··· Extract provided

Old Latin, also known as Early Latin or Archaic Latin (Classical ), was the Latin language in the period before 75 BC, i.e. before the age of Classical Latin. It descends from a common Proto-Italic language; Latino-Faliscan is likely a separate branch from Osco-Umbrian with possible further relation to other Italic languages and to Celtic; e.g. the Italo-Celtic hypothesis.

The use of "old", "early" and "archaic" has been standard in publications of Old Latin writings since at least the 18th century. The definition is not arbitrary, but the terms refer to spelling conventions and word forms not generally found in works written under the Roman Empire. This article presents some of the major differences.

The earliest known specimen of Latin seems to be on the Praeneste fibula. A new analysis done in 2011 declared it to be genuine "beyond any reasonable doubt" and dating from the Orientalizing period, in the first half of the seventh century BC. Other Old Latin inscriptions dated to either the late Roman Kingdom or early Roman Republic include the Lapis Niger stone, the Duenos Inscription on a kernos vase, and the Garigliano bowl of Bucchero type.

······
··· Material supplied

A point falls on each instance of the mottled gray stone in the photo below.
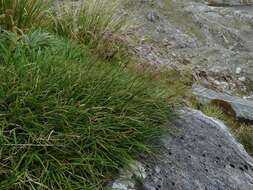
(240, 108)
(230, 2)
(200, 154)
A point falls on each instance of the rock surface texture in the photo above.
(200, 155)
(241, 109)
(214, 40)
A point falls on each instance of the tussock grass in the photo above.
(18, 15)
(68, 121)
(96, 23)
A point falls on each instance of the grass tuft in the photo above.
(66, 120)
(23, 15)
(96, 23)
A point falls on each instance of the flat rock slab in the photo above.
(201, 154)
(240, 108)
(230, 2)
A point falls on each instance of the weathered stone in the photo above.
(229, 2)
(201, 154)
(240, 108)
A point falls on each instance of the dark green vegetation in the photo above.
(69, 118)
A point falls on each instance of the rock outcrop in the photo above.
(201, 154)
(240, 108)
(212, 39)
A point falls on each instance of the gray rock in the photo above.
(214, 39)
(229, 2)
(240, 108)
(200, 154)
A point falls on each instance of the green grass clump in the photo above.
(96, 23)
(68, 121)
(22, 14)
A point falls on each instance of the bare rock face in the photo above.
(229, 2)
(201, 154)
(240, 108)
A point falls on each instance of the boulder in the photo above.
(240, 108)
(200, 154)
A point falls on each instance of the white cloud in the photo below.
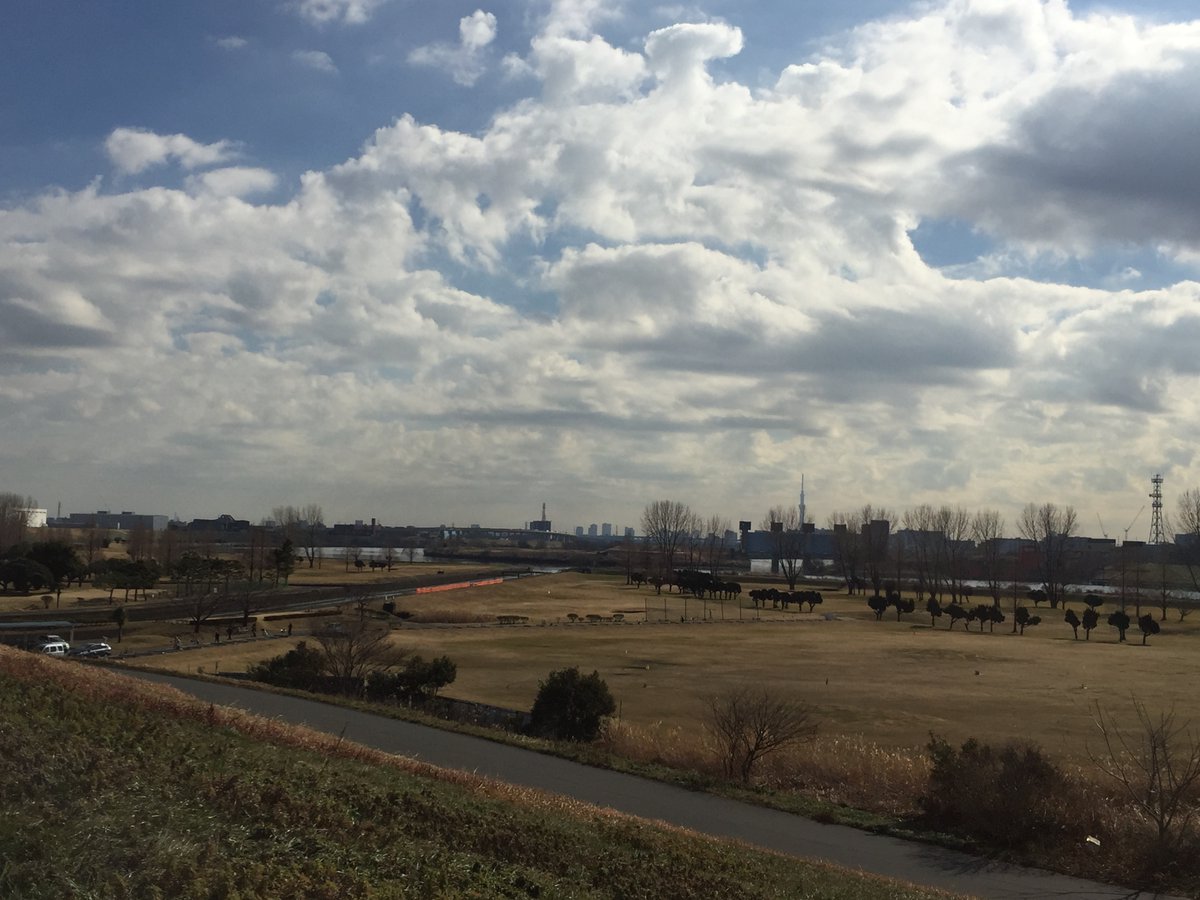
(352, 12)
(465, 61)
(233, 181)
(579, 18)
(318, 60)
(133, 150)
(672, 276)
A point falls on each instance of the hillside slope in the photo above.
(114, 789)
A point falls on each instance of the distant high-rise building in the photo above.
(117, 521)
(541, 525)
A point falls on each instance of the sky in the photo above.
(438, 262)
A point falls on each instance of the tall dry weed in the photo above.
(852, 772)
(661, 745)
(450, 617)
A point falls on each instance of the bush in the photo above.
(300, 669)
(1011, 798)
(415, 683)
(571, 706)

······

**Task:** Continue the Old Latin text from where it stops.

**Result of the task:**
Philological constructs

The old-time language
The concept of Old Latin (Prisca Latinitas) is as old as the concept of Classical Latin – both labels date to at least as early as the late Roman Republic. In that period Cicero, along with others, noted that the language he used every day, presumably upper-class city Latin, included lexical items and phrases that were heirlooms from a previous time, which he called verborum vetustas prisca, translated as "the old age/time of language".

In the classical period, Prisca Latinitas, Prisca Latina and other idioms using the adjective always meant these remnants of a previous language, which, in Roman philology, was taken to be much older in fact than it really was. Viri prisci, "old-time men", meant the population of Latium before the founding of Rome.

The four Latins of Isidore
In the Late Latin period, when Classical Latin was behind them, Latin- and Greek-speaking grammarians were faced with multiple phases, or styles, within the language. Isidore of Seville ( 560 – 636) reports a classification scheme that had come into existence in or before his time: "the four Latins" ("Moreover, some people have said that there are four Latin languages"; "Latinas autem linguas quattuor esse quidam dixerunt"). They were:

 Prisca, spoken before the founding of Rome, when Janus and Saturn ruled Latium, to which period Isidore dated the Carmen Saliare
 Latina, dated from the time of king Latinus, in which period he placed the laws of the Twelve Tables
 Romana, essentially equal to Classical Latin
 Mixta, "mixed" Classical Latin and Vulgar Latin, known today as Late Latin.

This scheme persisted with little change for some thousand years after Isidore.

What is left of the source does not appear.